Please pull out every line in the rows below that contains the string "blue", matching case exactly, and copy each one.

*-*-*

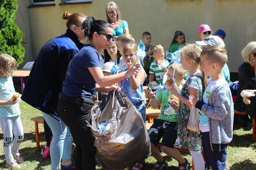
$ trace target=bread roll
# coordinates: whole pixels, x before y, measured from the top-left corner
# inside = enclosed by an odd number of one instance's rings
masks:
[[[176,97],[173,95],[171,95],[170,96],[170,99],[171,100],[174,100],[178,102],[179,98]]]
[[[244,98],[243,99],[243,101],[245,104],[250,104],[251,103],[251,101],[247,98]]]
[[[172,79],[168,79],[165,82],[165,84],[168,87],[169,87],[173,83],[173,81]]]
[[[11,97],[11,100],[12,101],[14,101],[18,99],[19,97],[20,93],[15,93],[12,95],[12,96]]]

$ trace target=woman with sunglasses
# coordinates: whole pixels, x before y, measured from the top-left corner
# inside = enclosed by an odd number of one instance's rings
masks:
[[[109,87],[139,71],[137,65],[127,71],[104,76],[100,67],[99,52],[106,49],[113,38],[113,27],[102,20],[87,17],[82,28],[89,42],[86,44],[70,62],[63,83],[62,92],[59,95],[59,114],[68,126],[76,144],[75,156],[77,169],[95,168],[96,149],[91,129],[89,113],[93,102],[91,99],[94,91],[109,93],[116,90]]]
[[[234,108],[254,116],[256,113],[256,98],[251,98],[250,104],[245,104],[240,93],[244,90],[256,89],[256,42],[249,43],[242,51],[242,56],[245,62],[238,68],[239,86]]]
[[[57,107],[69,63],[84,45],[80,41],[85,39],[81,27],[86,17],[81,13],[64,13],[62,18],[67,20],[66,32],[42,48],[21,96],[23,100],[42,112],[52,133],[50,148],[52,169],[61,169],[62,158],[62,169],[74,168],[70,160],[73,139],[59,116]],[[49,150],[50,143],[46,149]]]
[[[210,26],[207,24],[202,24],[198,28],[198,36],[200,40],[202,41],[205,38],[210,36],[213,31],[211,30]]]

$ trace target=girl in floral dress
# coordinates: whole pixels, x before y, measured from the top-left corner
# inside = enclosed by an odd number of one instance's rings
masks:
[[[206,86],[207,79],[201,71],[200,66],[201,51],[201,48],[195,44],[187,45],[182,49],[180,62],[184,70],[189,71],[189,76],[182,89],[181,94],[179,94],[173,87],[168,88],[180,99],[176,114],[177,122],[176,127],[178,138],[179,138],[179,147],[180,149],[188,149],[192,156],[195,169],[197,170],[204,169],[200,132],[194,132],[186,128],[190,114],[187,105],[190,95],[201,100],[203,91]]]

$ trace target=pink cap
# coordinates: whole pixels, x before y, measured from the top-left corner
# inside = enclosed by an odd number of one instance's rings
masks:
[[[210,31],[212,32],[213,32],[211,30],[210,26],[207,24],[202,24],[199,26],[199,27],[198,28],[198,34],[209,31]]]

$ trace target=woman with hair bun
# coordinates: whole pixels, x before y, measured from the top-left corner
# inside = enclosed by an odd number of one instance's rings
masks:
[[[94,138],[86,121],[90,122],[89,113],[93,102],[94,91],[109,93],[116,90],[111,85],[136,74],[140,65],[133,66],[118,74],[104,76],[100,66],[99,52],[106,49],[112,42],[113,28],[110,23],[88,17],[83,29],[89,43],[84,45],[70,62],[62,91],[59,96],[60,116],[72,132],[76,145],[75,162],[76,169],[95,169],[96,149]]]
[[[66,33],[51,40],[41,49],[22,93],[22,100],[40,110],[52,132],[50,153],[52,169],[74,169],[71,160],[73,139],[68,127],[61,120],[57,109],[70,62],[84,45],[82,24],[86,18],[81,13],[64,13],[67,20]],[[49,149],[48,148],[48,149]]]

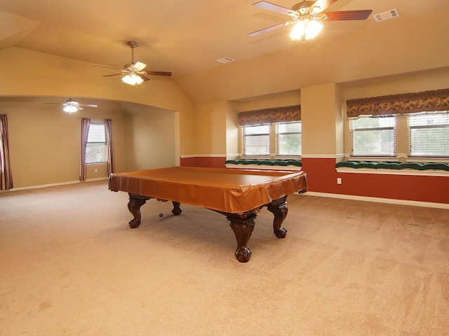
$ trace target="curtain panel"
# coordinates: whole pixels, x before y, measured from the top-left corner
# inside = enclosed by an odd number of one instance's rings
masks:
[[[346,101],[347,118],[449,110],[449,89]]]
[[[111,119],[105,119],[105,131],[106,132],[106,153],[107,155],[107,175],[114,172],[112,158],[112,127]]]
[[[301,105],[246,111],[239,113],[239,126],[287,122],[301,120]]]
[[[90,118],[81,118],[81,155],[79,163],[79,181],[86,180],[86,146],[87,146],[90,125]]]
[[[9,162],[8,115],[0,114],[0,190],[12,189],[13,175]]]

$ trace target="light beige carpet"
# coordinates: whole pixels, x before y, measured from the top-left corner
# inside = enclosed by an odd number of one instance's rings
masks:
[[[106,182],[0,194],[0,335],[449,335],[449,211],[291,195],[248,263],[224,216]],[[159,217],[159,214],[163,214]]]

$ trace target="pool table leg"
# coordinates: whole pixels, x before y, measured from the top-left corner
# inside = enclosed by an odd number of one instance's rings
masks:
[[[128,209],[134,216],[134,218],[129,222],[129,227],[131,229],[135,229],[140,225],[140,219],[142,218],[142,215],[140,214],[140,206],[145,204],[150,197],[137,194],[128,195],[129,202],[128,202]]]
[[[267,204],[267,209],[274,215],[273,220],[273,231],[278,238],[285,238],[287,234],[287,230],[281,226],[282,222],[286,219],[288,209],[287,208],[287,196],[284,196],[279,200],[275,200]]]
[[[231,227],[237,239],[236,258],[240,262],[247,262],[251,257],[251,250],[248,247],[248,241],[250,240],[253,229],[254,229],[254,218],[255,217],[255,214],[245,218],[241,218],[238,214],[229,214],[226,217],[231,222]]]

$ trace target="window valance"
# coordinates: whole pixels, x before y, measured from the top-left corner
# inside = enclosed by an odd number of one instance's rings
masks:
[[[349,99],[346,104],[348,118],[445,111],[449,109],[449,89]]]
[[[239,126],[301,120],[301,105],[246,111],[239,113]]]

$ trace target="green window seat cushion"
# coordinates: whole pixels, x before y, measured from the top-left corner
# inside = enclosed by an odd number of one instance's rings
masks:
[[[439,162],[369,162],[369,161],[342,161],[335,164],[335,167],[370,168],[373,169],[415,169],[415,170],[445,170],[449,172],[449,164]]]
[[[301,167],[300,160],[239,159],[227,160],[227,164],[258,164],[263,166]]]

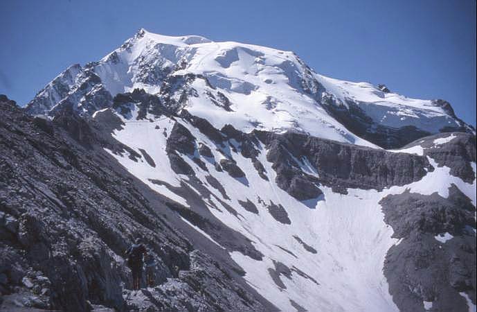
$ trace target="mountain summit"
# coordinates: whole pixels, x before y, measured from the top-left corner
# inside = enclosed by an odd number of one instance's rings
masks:
[[[475,309],[475,131],[444,101],[141,29],[0,112],[4,304]],[[157,262],[138,291],[136,238]]]
[[[91,115],[136,89],[215,128],[230,124],[245,132],[292,130],[390,148],[441,132],[474,132],[445,101],[325,77],[293,52],[144,29],[100,61],[68,68],[28,104],[27,112],[51,114],[71,106]]]

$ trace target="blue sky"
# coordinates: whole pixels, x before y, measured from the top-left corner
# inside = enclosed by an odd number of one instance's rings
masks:
[[[143,27],[294,51],[325,76],[447,100],[476,125],[475,0],[2,0],[0,12],[0,93],[20,105]]]

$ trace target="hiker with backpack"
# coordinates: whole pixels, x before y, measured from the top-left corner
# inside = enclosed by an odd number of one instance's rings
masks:
[[[146,271],[146,284],[149,287],[154,286],[154,271],[157,266],[157,262],[151,252],[148,252],[144,256],[144,266]]]
[[[136,239],[134,243],[126,250],[127,266],[132,272],[132,288],[134,290],[138,290],[140,288],[141,279],[143,275],[143,257],[146,252],[146,248],[141,243],[141,239]]]

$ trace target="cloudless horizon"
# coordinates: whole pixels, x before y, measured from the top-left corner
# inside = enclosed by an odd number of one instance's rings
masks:
[[[476,125],[476,1],[0,2],[0,94],[24,105],[141,28],[293,51],[318,73],[442,98]]]

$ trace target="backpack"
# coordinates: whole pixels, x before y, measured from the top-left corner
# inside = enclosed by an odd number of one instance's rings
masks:
[[[127,266],[132,268],[133,266],[140,264],[143,261],[143,254],[144,253],[145,248],[142,245],[134,244],[126,251],[126,256],[127,257],[126,263]]]

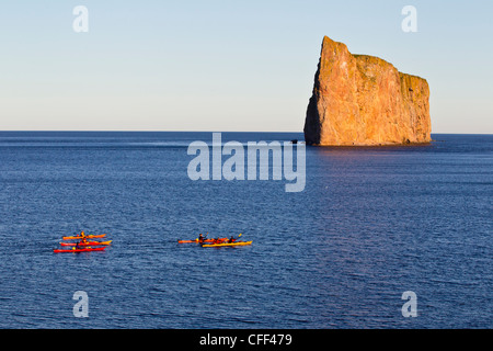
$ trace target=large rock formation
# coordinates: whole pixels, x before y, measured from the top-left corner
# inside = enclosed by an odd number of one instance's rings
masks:
[[[372,56],[323,38],[305,140],[311,145],[389,145],[431,141],[429,88]]]

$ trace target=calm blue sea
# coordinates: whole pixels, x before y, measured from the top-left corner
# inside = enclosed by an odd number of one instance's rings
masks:
[[[298,193],[192,181],[187,146],[211,137],[0,132],[0,328],[493,327],[492,135],[307,147]],[[113,245],[53,252],[80,230]],[[199,233],[253,245],[176,242]],[[88,318],[73,316],[77,291]],[[406,291],[416,317],[402,315]]]

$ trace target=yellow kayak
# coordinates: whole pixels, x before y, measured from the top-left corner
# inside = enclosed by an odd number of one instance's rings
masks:
[[[252,241],[233,241],[233,242],[220,242],[220,244],[204,244],[203,248],[220,248],[226,246],[246,246],[252,245]]]

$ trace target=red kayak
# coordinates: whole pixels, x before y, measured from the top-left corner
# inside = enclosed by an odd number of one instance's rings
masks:
[[[59,252],[88,252],[88,251],[103,251],[106,247],[101,248],[83,248],[83,249],[55,249],[53,252],[59,253]]]
[[[216,240],[219,240],[219,242],[228,240],[228,238],[219,238],[219,239],[203,239],[203,240],[179,240],[179,244],[202,244],[202,242],[214,242]]]

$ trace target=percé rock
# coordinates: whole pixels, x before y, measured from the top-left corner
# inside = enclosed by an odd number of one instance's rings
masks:
[[[429,88],[378,57],[352,55],[323,38],[307,109],[309,145],[365,146],[429,143]]]

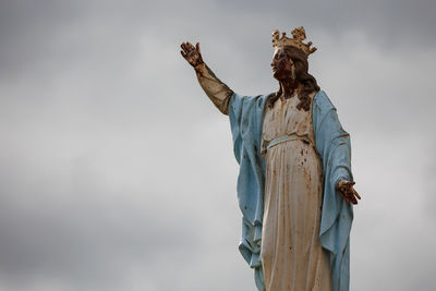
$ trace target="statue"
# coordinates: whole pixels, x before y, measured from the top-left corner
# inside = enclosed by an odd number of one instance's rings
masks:
[[[258,290],[349,290],[351,204],[350,136],[336,108],[308,74],[316,48],[305,31],[272,33],[272,75],[279,89],[241,96],[205,64],[199,44],[181,45],[199,85],[230,118],[240,165],[240,252]]]

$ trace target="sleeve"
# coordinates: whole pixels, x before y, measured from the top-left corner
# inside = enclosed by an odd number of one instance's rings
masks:
[[[229,100],[233,92],[205,63],[197,65],[195,73],[207,97],[209,97],[219,111],[228,116]]]

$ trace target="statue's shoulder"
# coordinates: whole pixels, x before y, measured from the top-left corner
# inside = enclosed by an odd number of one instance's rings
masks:
[[[314,97],[314,110],[326,112],[331,109],[336,110],[336,107],[332,105],[327,94],[324,90],[318,90]]]

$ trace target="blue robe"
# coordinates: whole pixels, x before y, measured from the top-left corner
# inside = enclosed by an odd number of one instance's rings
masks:
[[[242,211],[242,239],[239,250],[254,268],[261,291],[265,289],[261,259],[265,160],[261,155],[261,143],[268,96],[233,94],[229,101],[234,156],[240,165],[238,199]],[[330,255],[332,290],[348,291],[353,209],[337,192],[336,184],[341,179],[353,181],[350,136],[340,125],[336,108],[323,90],[314,97],[312,121],[325,177],[319,240]]]

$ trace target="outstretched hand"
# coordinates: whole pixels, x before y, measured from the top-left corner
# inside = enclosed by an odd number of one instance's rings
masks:
[[[361,196],[358,192],[353,189],[355,182],[340,180],[336,185],[336,189],[341,194],[342,198],[347,202],[348,206],[350,206],[350,202],[352,204],[358,204],[358,199],[361,199]]]
[[[203,58],[202,58],[202,52],[199,51],[199,43],[195,45],[195,47],[186,41],[180,45],[182,50],[180,53],[182,53],[183,58],[192,65],[192,66],[197,66],[198,64],[204,63]]]

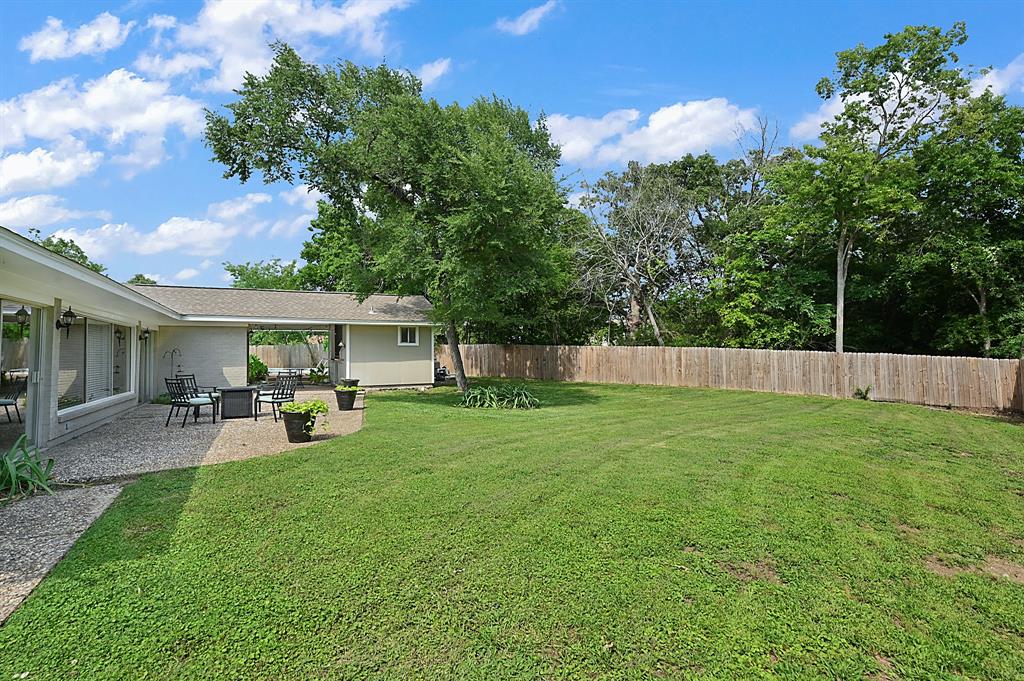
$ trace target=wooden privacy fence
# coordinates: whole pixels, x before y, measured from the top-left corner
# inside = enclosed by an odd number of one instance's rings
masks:
[[[327,350],[318,345],[309,347],[304,343],[294,345],[250,345],[249,353],[255,354],[271,369],[311,369],[327,359]]]
[[[1019,359],[716,347],[463,345],[468,376],[733,388],[1024,411]],[[453,368],[447,346],[436,359]]]

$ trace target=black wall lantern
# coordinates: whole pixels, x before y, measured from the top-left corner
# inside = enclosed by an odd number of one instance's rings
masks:
[[[29,310],[25,309],[25,305],[22,305],[22,309],[14,312],[14,321],[17,322],[22,338],[25,338],[25,328],[29,326]]]
[[[56,327],[57,327],[58,330],[60,330],[60,329],[67,329],[68,330],[68,338],[71,338],[71,325],[75,324],[75,320],[77,320],[77,318],[78,318],[78,314],[75,314],[75,312],[72,311],[72,309],[71,309],[71,305],[68,305],[68,309],[66,309],[60,314],[60,318],[57,320]]]

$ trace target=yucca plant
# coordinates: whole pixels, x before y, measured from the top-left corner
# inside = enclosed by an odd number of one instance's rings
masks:
[[[53,471],[53,460],[45,462],[39,456],[39,451],[29,445],[27,435],[17,438],[14,444],[3,454],[0,462],[0,494],[4,499],[19,495],[32,495],[42,491],[53,494],[50,490],[50,474]]]
[[[462,394],[460,407],[476,409],[536,409],[541,401],[524,385],[479,385]]]

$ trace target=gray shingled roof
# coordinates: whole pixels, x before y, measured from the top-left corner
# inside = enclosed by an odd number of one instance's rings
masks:
[[[375,295],[359,303],[351,293],[191,286],[129,288],[186,316],[426,323],[430,311],[430,303],[423,296]]]

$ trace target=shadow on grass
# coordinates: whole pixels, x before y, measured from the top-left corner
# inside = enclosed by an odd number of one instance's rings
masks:
[[[72,549],[81,552],[79,560],[61,566],[88,571],[111,560],[144,560],[167,553],[199,473],[198,468],[147,473],[125,486]],[[75,578],[63,570],[59,574]]]

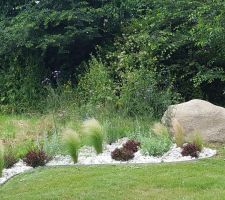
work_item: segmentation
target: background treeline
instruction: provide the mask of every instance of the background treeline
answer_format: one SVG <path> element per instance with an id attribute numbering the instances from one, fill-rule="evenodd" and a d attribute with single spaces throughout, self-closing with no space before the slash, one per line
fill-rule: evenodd
<path id="1" fill-rule="evenodd" d="M 224 105 L 224 18 L 222 0 L 2 0 L 0 110 Z"/>

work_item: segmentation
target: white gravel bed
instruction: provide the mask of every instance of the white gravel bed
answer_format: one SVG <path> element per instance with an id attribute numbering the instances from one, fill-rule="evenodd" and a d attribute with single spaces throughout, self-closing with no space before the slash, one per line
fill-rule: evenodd
<path id="1" fill-rule="evenodd" d="M 26 164 L 20 160 L 10 169 L 3 169 L 2 177 L 0 178 L 0 185 L 17 174 L 21 174 L 25 171 L 31 170 L 33 167 L 26 166 Z"/>
<path id="2" fill-rule="evenodd" d="M 57 155 L 52 160 L 50 160 L 47 166 L 63 166 L 63 165 L 100 165 L 100 164 L 120 164 L 120 163 L 162 163 L 162 162 L 179 162 L 179 161 L 189 161 L 197 160 L 202 158 L 209 158 L 216 155 L 216 150 L 209 148 L 203 148 L 202 152 L 199 154 L 199 158 L 192 158 L 191 156 L 182 156 L 181 148 L 172 145 L 170 150 L 161 157 L 154 157 L 144 155 L 141 150 L 135 153 L 133 159 L 129 161 L 116 161 L 111 158 L 111 152 L 115 148 L 120 148 L 123 143 L 125 143 L 128 138 L 122 138 L 116 143 L 111 145 L 106 144 L 103 153 L 96 155 L 92 147 L 82 147 L 79 152 L 78 163 L 74 164 L 69 155 Z M 26 164 L 20 160 L 10 169 L 3 170 L 3 176 L 0 178 L 0 185 L 5 183 L 11 177 L 23 173 L 25 171 L 33 169 L 32 167 L 26 166 Z"/>

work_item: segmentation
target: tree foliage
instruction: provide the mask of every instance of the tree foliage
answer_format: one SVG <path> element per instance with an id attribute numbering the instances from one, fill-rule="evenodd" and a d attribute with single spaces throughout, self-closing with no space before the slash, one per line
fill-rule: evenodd
<path id="1" fill-rule="evenodd" d="M 92 85 L 79 77 L 92 77 L 86 67 L 98 60 L 108 73 L 99 74 L 112 85 L 107 94 L 119 107 L 133 107 L 140 98 L 143 110 L 174 99 L 224 105 L 221 0 L 10 0 L 1 1 L 0 10 L 0 102 L 12 110 L 38 107 L 41 81 L 54 70 L 74 87 L 79 80 Z"/>

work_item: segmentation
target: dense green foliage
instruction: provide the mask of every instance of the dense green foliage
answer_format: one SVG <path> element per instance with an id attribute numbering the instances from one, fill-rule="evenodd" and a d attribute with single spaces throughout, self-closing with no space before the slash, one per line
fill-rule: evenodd
<path id="1" fill-rule="evenodd" d="M 128 115 L 161 116 L 192 98 L 224 105 L 221 0 L 11 0 L 0 8 L 3 112 L 43 110 L 45 78 L 53 88 L 69 81 L 79 105 Z"/>

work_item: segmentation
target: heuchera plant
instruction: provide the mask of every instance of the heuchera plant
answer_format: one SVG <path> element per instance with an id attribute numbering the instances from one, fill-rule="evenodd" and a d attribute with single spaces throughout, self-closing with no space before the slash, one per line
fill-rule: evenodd
<path id="1" fill-rule="evenodd" d="M 138 147 L 140 147 L 141 143 L 136 140 L 128 140 L 123 147 L 129 151 L 133 151 L 134 153 L 138 151 Z"/>
<path id="2" fill-rule="evenodd" d="M 192 143 L 184 145 L 181 152 L 182 156 L 191 156 L 197 158 L 199 156 L 200 149 Z"/>
<path id="3" fill-rule="evenodd" d="M 111 153 L 112 159 L 118 160 L 118 161 L 128 161 L 134 157 L 134 152 L 130 151 L 124 147 L 122 148 L 116 148 Z"/>

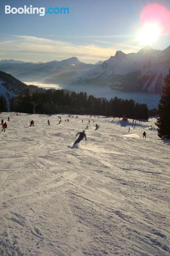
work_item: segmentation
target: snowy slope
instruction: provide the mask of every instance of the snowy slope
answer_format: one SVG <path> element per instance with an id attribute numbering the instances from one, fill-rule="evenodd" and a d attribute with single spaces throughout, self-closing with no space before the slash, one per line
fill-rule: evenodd
<path id="1" fill-rule="evenodd" d="M 71 148 L 89 117 L 61 116 L 57 125 L 54 115 L 48 126 L 45 115 L 0 119 L 8 116 L 0 134 L 1 255 L 169 255 L 170 144 L 154 119 L 134 129 L 91 118 L 87 146 Z"/>

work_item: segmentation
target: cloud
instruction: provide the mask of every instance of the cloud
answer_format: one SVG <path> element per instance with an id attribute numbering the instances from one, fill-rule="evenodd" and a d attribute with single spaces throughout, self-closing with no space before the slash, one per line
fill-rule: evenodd
<path id="1" fill-rule="evenodd" d="M 95 42 L 98 44 L 97 41 Z M 18 35 L 12 36 L 6 40 L 1 40 L 0 51 L 2 58 L 46 62 L 76 56 L 81 61 L 95 63 L 115 54 L 117 48 L 115 49 L 113 45 L 106 45 L 105 47 L 94 44 L 76 45 L 67 41 Z M 125 45 L 122 50 L 126 53 L 130 52 L 129 46 L 128 46 Z"/>

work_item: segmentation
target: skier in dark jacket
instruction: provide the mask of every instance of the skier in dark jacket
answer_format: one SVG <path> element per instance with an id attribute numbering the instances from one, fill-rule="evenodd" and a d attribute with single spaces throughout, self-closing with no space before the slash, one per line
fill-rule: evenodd
<path id="1" fill-rule="evenodd" d="M 5 122 L 4 124 L 3 125 L 3 129 L 2 129 L 2 132 L 5 132 L 5 129 L 6 129 L 7 128 L 7 123 Z"/>
<path id="2" fill-rule="evenodd" d="M 143 133 L 143 138 L 144 137 L 145 139 L 147 138 L 147 134 L 145 132 L 144 132 L 144 133 Z"/>
<path id="3" fill-rule="evenodd" d="M 76 140 L 75 142 L 74 143 L 74 145 L 76 145 L 76 144 L 79 143 L 80 142 L 80 141 L 81 141 L 81 140 L 82 140 L 84 139 L 84 138 L 85 138 L 86 141 L 87 140 L 86 135 L 85 133 L 84 130 L 82 132 L 78 133 L 76 134 L 76 137 L 78 135 L 79 135 L 79 137 L 78 138 L 78 139 L 77 140 Z"/>
<path id="4" fill-rule="evenodd" d="M 32 120 L 30 122 L 30 127 L 34 126 L 34 121 Z"/>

*-*-*

SOLVED PROBLEM:
$ trace target="blue sky"
$ trace target=calm blue sea
$ trace target="blue robe"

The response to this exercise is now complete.